Task brief: Here are some records. Print all of them exactly.

Provided data:

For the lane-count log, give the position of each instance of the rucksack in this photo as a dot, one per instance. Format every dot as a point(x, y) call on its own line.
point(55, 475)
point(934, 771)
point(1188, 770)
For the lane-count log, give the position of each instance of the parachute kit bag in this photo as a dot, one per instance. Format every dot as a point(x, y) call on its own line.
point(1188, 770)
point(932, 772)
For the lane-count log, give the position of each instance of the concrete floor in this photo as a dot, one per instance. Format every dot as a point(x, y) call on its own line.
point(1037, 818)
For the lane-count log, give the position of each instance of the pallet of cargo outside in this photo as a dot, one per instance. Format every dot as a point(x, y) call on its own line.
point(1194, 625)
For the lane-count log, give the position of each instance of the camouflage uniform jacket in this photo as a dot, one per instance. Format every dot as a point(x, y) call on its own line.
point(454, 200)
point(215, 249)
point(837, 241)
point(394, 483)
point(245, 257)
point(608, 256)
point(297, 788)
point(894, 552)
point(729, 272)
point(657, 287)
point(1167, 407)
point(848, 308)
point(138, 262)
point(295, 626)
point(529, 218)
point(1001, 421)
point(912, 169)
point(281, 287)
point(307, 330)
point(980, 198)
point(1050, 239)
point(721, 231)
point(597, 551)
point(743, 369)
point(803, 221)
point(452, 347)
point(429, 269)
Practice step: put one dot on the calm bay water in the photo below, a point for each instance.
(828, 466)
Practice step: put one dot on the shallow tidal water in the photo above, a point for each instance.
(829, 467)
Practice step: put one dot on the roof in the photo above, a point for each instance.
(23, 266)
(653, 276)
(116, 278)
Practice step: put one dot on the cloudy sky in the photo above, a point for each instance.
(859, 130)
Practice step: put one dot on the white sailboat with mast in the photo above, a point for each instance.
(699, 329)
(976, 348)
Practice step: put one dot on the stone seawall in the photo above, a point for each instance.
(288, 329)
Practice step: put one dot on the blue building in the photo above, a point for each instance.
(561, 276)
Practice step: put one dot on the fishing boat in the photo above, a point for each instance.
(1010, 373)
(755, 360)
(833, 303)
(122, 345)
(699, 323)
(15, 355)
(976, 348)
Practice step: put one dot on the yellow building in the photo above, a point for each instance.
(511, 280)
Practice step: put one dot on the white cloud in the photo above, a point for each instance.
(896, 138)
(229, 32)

Solution for this exercise:
For the lane-count log, give the position of each instance of the rucksack in this photo as a dot, one per instance. Format every dot as a point(x, y) call on its own line.
point(55, 475)
point(934, 771)
point(1188, 770)
For the lane-count log, give the position of each instance of the parachute kit bag in this photo as a dot, one per instance. Format every dot as a point(x, y) call on its own line.
point(1188, 770)
point(932, 772)
For the lane-count log, give the position of each instance of the concrete floor in this photo as a dot, one per instance. Format every dot as a point(x, y) call on its own line.
point(1037, 818)
For the lane-count log, give the position of each instance of the pallet of cargo outside in this photo as a dot, one per instance. Format every dot as a point(x, y) call on its own line.
point(1194, 625)
For the lane-count log, give the position of each instance of the camouflage uniform jacket in this photo as a dot, one per instance. Format every dot as a point(x, y) call on its own line.
point(454, 200)
point(215, 249)
point(837, 241)
point(394, 483)
point(245, 257)
point(608, 256)
point(297, 788)
point(894, 552)
point(729, 272)
point(657, 287)
point(1167, 407)
point(848, 308)
point(138, 262)
point(295, 626)
point(529, 218)
point(1001, 421)
point(912, 169)
point(281, 287)
point(307, 330)
point(980, 198)
point(1050, 239)
point(721, 231)
point(597, 551)
point(743, 369)
point(803, 221)
point(452, 347)
point(429, 269)
Practice step: put one dot on the calm bay water in the photo below, a point for each instance.
(828, 466)
Practice step: put one dot on the shallow tidal water in the photo above, a point for each instance.
(829, 467)
Practice step: put one dot on the roof in the photo above, a point for each instance.
(23, 266)
(653, 276)
(116, 278)
Practice step: put one dot on the cloudy sky in the photo above, a point for each instance.
(859, 130)
Practice step: put one dot on the white sailboat with mast in the photo above, a point for each instance.
(699, 329)
(976, 348)
Practice step: put one dot on the stone seawall in the photo above, a point for each instance.
(288, 329)
Practice step: put one dot on the blue building in the photo above, a point for each instance.
(561, 276)
Practice step: put one dot on the fishing boat in the photo above, a point for each instance.
(1010, 373)
(755, 360)
(833, 303)
(122, 345)
(699, 323)
(15, 355)
(976, 348)
Practice step: put one dot on the yellow building in the photo above, a point for each instance.
(511, 280)
Practice step: put one dot on the white cloud in the photo above, a point for each instance.
(896, 138)
(229, 32)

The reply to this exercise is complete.